*** Reading passage

# HD Only Packages for Current Customers



## ebaltz (Nov 23, 2004)

Okay I haven't been paying a lot of attention to this stuff lately, but can someone tell me if current customers can have HD only packages if not when? What would be the cost for HD only, the top of the line package without premiums.


----------



## mike1977 (Aug 26, 2005)

http://www.dishnetwork.com/turbohd/programming/default.aspx

It's for new customers only (until Feb?), but it would be $39.99.


----------



## HobbyTalk (Jul 14, 2007)

Current customers can get it if they try hard enough


----------



## Borgie (Dec 30, 2006)

You can if you try hard enough. I did. A guy I work with did. I previously had HD absolute, he previously had AT200 and no HD. We both now have Turbo HD Gold.


----------



## goldenbear (Nov 2, 2006)

Borgie said:


> You can if you try hard enough. I did. A guy I work with did. I previously had HD absolute, he previously had AT200 and no HD. We both now have Turbo HD Gold.


Did you have to threaten to cancel Dish? I have tried to change to HD Gold from HD Absolute with no luck.


----------



## ebaltz (Nov 23, 2004)

Well I think maybe I'll wait until February. I suppose then I'll have to swap out my second box (a 501) for something HD in order to still get stuff on that box.


----------



## whatchel1 (Jan 11, 2006)

I'm an HD absolute and all I get is HD. But I got it before the drop dead date. I miss a few of the nets that are in SD but not that much.


----------



## biz (Jul 30, 2004)

I don't see much difference in HD Gold over Absolute?

RSN's?

Hasn't mattered for me this year to not have Fox Sports NW.

Hmmmm... Mariners, UW, WSU, Seahawks.... Glad I didn't have it


----------



## HobbyTalk (Jul 14, 2007)

BTN? Glad I got it


----------



## GrumpyBear (Feb 1, 2006)

biz said:


> I don't see much difference in HD Gold over Absolute?

******

> [Requests]:
(a) From the forum thread on HD-only packages above, reproduce word for word the stretch from "Did you have" through "on that box.".
(b) State whether each statement agrees with the forum thread on HD-only packages. Answer yes or no, and quote the words of the thread that decide it.
(i) The price mike1977 gives for the HD-only package is $39.99.
(ii) goldenbear managed to change from HD Absolute to HD Gold.
(iii) The coworker Borgie mentions had HD service before switching.

*** Record list

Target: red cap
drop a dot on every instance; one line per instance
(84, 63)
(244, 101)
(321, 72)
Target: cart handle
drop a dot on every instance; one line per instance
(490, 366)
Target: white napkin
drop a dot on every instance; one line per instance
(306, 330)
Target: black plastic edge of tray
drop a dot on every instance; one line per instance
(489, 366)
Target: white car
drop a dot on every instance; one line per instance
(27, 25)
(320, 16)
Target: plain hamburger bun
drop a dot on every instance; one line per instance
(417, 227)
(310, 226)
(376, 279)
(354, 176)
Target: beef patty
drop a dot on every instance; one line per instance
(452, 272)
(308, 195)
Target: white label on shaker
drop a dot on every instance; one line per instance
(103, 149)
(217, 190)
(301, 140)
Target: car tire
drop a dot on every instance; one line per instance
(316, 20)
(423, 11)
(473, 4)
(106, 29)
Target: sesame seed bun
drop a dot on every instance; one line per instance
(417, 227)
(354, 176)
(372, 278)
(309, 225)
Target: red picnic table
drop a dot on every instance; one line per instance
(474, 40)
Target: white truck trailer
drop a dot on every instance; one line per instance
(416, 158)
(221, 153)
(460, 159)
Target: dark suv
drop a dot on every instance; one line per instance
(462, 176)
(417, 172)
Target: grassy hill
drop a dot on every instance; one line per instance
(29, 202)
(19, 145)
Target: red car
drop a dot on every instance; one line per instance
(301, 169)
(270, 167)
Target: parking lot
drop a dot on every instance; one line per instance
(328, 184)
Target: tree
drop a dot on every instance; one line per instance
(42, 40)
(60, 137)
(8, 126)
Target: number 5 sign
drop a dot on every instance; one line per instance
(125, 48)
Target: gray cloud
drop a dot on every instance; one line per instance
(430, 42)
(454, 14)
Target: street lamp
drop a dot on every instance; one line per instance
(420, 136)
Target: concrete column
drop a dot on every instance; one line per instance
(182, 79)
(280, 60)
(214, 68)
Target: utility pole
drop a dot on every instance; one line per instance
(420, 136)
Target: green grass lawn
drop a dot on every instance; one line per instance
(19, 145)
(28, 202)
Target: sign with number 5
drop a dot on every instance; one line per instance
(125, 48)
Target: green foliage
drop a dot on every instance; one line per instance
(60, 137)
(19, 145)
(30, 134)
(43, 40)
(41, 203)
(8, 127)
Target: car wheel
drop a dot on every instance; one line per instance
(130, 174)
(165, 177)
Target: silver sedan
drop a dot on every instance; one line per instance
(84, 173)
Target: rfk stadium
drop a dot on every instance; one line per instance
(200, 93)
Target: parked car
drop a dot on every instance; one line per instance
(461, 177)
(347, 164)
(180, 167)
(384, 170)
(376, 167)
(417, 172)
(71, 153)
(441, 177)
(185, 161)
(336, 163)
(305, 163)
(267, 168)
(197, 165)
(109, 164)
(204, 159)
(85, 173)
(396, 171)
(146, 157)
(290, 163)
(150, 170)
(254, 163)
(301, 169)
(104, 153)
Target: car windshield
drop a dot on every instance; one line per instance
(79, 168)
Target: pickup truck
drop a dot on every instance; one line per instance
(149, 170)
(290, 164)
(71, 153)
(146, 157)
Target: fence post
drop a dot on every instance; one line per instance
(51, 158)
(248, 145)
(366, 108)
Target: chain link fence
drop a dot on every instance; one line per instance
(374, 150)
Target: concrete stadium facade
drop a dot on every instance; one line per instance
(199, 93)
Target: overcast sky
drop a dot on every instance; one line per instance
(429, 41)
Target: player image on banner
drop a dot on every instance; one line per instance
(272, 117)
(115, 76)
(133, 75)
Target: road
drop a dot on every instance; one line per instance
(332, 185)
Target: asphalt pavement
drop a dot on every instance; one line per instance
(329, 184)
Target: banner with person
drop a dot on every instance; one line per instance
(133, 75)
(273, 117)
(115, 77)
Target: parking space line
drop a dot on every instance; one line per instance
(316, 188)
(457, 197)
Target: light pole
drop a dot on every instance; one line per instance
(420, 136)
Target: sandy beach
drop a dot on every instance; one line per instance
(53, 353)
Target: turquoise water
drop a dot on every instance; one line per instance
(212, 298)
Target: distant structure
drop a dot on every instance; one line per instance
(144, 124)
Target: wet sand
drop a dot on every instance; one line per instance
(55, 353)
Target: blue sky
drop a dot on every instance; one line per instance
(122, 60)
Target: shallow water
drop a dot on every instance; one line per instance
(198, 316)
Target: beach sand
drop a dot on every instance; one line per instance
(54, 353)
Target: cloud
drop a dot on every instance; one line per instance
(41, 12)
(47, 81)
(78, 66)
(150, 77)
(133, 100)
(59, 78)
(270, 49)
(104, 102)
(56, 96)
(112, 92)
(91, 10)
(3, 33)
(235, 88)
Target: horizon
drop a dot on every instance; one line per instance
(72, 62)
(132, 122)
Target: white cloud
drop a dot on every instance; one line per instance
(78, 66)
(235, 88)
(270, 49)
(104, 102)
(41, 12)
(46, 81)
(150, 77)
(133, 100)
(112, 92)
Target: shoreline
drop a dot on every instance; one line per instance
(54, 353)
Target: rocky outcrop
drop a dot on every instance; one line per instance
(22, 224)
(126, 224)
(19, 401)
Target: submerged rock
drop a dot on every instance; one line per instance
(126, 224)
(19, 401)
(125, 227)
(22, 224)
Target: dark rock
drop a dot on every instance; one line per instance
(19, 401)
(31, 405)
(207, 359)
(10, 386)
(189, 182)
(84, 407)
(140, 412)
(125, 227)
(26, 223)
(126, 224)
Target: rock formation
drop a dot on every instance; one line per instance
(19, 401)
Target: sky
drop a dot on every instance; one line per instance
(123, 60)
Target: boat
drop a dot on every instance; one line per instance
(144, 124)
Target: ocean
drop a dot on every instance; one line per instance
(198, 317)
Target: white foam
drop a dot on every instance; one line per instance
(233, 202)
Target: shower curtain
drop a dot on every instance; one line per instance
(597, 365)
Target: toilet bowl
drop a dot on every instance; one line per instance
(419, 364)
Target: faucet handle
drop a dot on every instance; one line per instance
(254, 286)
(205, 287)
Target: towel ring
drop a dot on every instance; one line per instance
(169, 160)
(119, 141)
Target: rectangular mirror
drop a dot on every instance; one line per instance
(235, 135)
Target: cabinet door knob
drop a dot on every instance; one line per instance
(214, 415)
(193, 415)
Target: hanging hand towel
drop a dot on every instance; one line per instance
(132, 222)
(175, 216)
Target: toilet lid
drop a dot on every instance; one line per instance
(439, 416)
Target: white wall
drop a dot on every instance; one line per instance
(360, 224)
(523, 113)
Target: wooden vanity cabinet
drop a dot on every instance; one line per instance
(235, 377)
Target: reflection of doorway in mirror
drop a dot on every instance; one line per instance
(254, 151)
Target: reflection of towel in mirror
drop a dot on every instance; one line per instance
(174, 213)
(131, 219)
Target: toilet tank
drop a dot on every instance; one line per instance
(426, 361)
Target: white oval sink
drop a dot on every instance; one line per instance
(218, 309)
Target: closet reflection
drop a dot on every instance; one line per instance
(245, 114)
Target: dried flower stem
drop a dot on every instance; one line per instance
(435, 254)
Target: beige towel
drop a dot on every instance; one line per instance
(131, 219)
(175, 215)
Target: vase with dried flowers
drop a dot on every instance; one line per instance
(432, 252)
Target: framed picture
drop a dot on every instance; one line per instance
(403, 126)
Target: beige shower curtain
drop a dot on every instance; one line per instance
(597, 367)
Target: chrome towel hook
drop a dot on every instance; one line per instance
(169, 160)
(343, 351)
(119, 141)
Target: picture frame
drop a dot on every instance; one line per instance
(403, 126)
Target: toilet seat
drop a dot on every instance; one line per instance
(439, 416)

******

> [Solved tasks]:
(a)
Did you have to threaten to cancel Dish? I have tried to change to HD Gold from HD Absolute with no luck.


----------



## ebaltz (Nov 23, 2004)

Well I think maybe I'll wait until February. I suppose then I'll have to swap out my second box (a 501) for something HD in order to still get stuff on that box.

(b)
(i) Yes: "it would be $39.99."
(ii) No: "I have tried to change to HD Gold from HD Absolute with no luck."
(iii) No: "he previously had AT200 and no HD."